**Exercise prompt**
Please output the entries below from the line that contains "people visible in it." through the final line, reproduced exactly and alone.

**Listed entries**
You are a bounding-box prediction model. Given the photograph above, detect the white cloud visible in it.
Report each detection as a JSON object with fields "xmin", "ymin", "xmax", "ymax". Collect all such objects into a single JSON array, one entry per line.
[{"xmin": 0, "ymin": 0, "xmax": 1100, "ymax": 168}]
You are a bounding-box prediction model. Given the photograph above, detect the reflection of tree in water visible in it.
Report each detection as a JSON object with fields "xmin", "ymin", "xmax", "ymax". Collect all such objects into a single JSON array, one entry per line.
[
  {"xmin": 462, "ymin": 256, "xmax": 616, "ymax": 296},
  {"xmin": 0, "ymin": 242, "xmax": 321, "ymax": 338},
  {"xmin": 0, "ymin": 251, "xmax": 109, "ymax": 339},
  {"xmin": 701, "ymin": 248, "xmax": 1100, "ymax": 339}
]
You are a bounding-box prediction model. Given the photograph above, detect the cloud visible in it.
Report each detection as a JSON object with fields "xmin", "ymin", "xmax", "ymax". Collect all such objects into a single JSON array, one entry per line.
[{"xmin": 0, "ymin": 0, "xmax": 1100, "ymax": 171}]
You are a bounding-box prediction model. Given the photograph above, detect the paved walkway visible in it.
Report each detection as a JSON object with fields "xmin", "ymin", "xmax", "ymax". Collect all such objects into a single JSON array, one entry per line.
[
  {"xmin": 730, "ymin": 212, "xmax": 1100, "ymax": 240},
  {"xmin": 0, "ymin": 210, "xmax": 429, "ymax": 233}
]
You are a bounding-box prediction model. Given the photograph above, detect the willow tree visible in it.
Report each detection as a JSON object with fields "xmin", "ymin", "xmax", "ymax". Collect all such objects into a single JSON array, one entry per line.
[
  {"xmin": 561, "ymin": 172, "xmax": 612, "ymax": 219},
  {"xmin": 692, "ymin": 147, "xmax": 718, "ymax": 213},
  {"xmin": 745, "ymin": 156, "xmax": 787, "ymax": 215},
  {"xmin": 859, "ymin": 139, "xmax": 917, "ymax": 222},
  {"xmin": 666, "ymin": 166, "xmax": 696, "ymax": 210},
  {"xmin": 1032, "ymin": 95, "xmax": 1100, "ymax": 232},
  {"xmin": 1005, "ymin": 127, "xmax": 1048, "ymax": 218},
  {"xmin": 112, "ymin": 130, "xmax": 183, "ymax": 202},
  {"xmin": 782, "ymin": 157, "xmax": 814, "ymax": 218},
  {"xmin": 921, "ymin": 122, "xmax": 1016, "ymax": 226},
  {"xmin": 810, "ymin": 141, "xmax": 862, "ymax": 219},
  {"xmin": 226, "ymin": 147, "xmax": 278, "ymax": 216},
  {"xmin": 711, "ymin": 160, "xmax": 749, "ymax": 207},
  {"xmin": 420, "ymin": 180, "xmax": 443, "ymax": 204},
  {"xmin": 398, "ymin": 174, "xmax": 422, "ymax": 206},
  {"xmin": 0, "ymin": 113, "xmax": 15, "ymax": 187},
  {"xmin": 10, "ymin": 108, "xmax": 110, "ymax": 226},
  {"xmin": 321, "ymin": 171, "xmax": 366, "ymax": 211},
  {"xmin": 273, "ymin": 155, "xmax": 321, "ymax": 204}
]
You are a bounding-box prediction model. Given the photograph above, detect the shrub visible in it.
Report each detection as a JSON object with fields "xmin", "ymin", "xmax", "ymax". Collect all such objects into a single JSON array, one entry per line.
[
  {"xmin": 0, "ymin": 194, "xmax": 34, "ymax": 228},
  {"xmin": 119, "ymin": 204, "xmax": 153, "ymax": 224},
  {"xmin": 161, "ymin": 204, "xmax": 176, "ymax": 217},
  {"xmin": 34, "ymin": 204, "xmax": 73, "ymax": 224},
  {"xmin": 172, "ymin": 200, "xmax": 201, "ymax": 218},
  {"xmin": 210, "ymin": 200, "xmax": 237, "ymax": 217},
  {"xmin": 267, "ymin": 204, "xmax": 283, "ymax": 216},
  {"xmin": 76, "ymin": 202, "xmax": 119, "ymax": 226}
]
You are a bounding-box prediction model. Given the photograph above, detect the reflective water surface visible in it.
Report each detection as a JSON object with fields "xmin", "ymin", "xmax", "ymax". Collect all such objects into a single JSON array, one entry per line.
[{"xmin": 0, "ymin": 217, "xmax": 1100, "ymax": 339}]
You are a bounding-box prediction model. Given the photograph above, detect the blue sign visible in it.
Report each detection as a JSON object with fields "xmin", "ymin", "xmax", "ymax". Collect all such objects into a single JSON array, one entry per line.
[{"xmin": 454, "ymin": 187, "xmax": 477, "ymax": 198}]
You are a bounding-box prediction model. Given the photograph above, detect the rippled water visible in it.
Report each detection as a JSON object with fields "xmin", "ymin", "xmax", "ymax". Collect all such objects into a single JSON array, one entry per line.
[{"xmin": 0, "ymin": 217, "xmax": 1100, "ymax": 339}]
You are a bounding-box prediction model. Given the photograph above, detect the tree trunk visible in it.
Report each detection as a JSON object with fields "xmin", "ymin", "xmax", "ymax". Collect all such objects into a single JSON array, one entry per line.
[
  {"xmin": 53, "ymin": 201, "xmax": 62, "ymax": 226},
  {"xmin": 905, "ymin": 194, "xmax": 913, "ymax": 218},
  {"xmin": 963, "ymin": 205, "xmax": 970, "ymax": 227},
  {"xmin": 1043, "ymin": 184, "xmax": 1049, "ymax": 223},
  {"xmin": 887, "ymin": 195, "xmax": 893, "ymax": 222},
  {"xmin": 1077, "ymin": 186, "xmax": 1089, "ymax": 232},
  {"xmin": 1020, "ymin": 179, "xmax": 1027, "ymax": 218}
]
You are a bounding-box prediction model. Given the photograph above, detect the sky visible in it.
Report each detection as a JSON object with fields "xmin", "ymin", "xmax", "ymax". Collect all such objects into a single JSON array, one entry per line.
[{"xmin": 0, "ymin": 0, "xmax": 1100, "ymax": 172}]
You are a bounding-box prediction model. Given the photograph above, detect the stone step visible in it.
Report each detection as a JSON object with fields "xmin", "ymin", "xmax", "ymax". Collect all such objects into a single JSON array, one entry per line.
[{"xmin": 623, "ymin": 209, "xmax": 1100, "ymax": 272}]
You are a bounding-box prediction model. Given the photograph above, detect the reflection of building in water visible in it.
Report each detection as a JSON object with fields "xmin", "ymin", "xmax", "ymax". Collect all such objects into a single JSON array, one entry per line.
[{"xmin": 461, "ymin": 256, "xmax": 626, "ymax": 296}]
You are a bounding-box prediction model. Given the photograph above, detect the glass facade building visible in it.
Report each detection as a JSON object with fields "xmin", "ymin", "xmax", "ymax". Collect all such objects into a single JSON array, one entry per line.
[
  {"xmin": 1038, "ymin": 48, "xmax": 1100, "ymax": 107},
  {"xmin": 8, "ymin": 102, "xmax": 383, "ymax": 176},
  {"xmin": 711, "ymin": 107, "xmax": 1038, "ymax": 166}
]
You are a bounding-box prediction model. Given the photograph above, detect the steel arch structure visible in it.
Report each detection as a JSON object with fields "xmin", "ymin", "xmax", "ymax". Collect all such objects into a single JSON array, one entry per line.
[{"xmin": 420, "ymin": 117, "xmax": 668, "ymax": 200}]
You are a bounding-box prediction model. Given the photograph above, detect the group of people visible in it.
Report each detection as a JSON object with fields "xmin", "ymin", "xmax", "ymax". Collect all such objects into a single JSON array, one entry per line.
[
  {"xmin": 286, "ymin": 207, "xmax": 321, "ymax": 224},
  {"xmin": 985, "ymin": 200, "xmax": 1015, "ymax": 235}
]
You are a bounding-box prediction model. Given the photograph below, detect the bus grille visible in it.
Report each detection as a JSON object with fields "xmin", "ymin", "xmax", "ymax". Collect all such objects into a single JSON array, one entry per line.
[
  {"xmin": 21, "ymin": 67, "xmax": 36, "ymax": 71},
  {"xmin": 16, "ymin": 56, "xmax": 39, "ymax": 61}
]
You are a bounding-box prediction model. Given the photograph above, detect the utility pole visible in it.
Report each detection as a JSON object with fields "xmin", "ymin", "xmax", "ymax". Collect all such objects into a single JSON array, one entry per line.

**Exercise response**
You are a bounding-box prediction model. Given the photograph above, detect the group of people visible in it.
Report each detection as a JSON object with fields "xmin", "ymin", "xmax", "ymax". Collect all such objects into a single JSON array, one entry per line.
[
  {"xmin": 286, "ymin": 207, "xmax": 321, "ymax": 224},
  {"xmin": 985, "ymin": 200, "xmax": 1015, "ymax": 235}
]
You are a bounding-box prediction model. Given the photograph below, detect the bus grille visible in it.
Report each detection as a JSON object with fields "xmin", "ymin", "xmax", "ymax". Collect all such objects into a single JSON array, one entry per line.
[
  {"xmin": 21, "ymin": 67, "xmax": 36, "ymax": 71},
  {"xmin": 16, "ymin": 56, "xmax": 39, "ymax": 61}
]
You are a bounding-box prediction model. Given the photograph above, detect the utility pole visible in it.
Report each detection as a JSON object with fields "xmin", "ymin", "xmax", "ymax". Collect all such objects into a single JSON array, one entry per line.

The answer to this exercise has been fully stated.